• **EXERCISE DETAILS**: Please copy out, word for word, everything in the protobuf-net speed question from "using System;" down to "void Main(string[] args)".

• **PASSAGE SHOWN**:
* * * * *
8

I wrote a program to serialize a 'Person' class using XMLSerializer, BinaryFormatter and ProtoBuf. I thought protobuf-net should be faster than the other two. Protobuf serialization was faster than XMLSerialization but much slower than the binary serialization. Is my understanding incorrect? Please make me understand this. Thank you for the help.

EDIT :- I changed the code (updated below) to measure the time only for the serialization and not creating the streams and still see the difference. Could one tell me why?

Following is the output:-

Person got created using protocol buffer in 347 milliseconds

Person got created using XML in 1462 milliseconds

Person got created using binary in 2 milliseconds

Code below

using System;
using System.Collections.Generic;
using System.Linq;
using System.Text;
using ProtoBuf;
using System.IO;
using System.Diagnostics;
using System.Runtime.Serialization.Formatters.Binary;
namespace ProtocolBuffers
{
    class Program
    {
        static void Main(string[] args)
        {

            string folderPath  = @"E:\Ashish\Research\VS Solutions\ProtocolBuffers\ProtocolBuffer1\bin\Debug";
            string XMLSerializedFileName = Path.Combine(folderPath,"PersonXMLSerialized.xml");
            string ProtocolBufferFileName = Path.Combine(folderPath,"PersonProtocalBuffer.bin");
            string BinarySerializedFileName = Path.Combine(folderPath,"PersonBinary.bin");

            if (File.Exists(XMLSerializedFileName))
            {
                File.Delete(XMLSerializedFileName);
                Console.WriteLine(XMLSerializedFileName + " deleted");
            }
            if (File.Exists(ProtocolBufferFileName))
            {
                File.Delete(ProtocolBufferFileName);
                Console.WriteLine(ProtocolBufferFileName + " deleted");
            }
            if (File.Exists(BinarySerializedFileName))
            {
                File.Delete(BinarySerializedFileName);
                Console.WriteLine(BinarySerializedFileName + " deleted");
            }

            var person = new Person
            {
                Id = 12345,
                Name = "Fred",
                Address = new Address
                {
                    Line1 = "Flat 1",
                    Line2 = "The Meadows"
                }
            };

            Stopwatch watch = Stopwatch.StartNew();

            using (var file = File.Create(ProtocolBufferFileName))
            {
                watch.Start();
                Serializer.Serialize(file, person);
                watch.Stop();
            }

            //Console.WriteLine(watch.ElapsedMilliseconds.ToString());
            Console.WriteLine("Person got created using protocol buffer in " + watch.ElapsedMilliseconds.ToString() + " milliseconds ");

            watch.Reset();

            System.Xml.Serialization.XmlSerializer x = new System.Xml.Serialization.XmlSerializer(person.GetType());
            using (TextWriter w = new StreamWriter(XMLSerializedFileName))
* * * * *
• **EXERCISE DATA**:
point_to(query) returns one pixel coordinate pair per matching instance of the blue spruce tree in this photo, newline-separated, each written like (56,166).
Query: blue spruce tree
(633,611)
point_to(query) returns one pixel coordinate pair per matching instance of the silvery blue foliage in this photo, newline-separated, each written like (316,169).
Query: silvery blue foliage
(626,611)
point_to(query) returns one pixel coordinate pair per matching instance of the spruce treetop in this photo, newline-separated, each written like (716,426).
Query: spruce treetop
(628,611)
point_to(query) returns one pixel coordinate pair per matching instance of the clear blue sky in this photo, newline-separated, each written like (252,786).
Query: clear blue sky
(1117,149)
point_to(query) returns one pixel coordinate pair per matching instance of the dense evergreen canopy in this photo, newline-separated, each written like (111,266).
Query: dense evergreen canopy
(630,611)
* * * * *
• **TASK RESPONSE**:
using System;
using System.Collections.Generic;
using System.Linq;
using System.Text;
using ProtoBuf;
using System.IO;
using System.Diagnostics;
using System.Runtime.Serialization.Formatters.Binary;
namespace ProtocolBuffers
{
    class Program
    {
        static void Main(string[] args)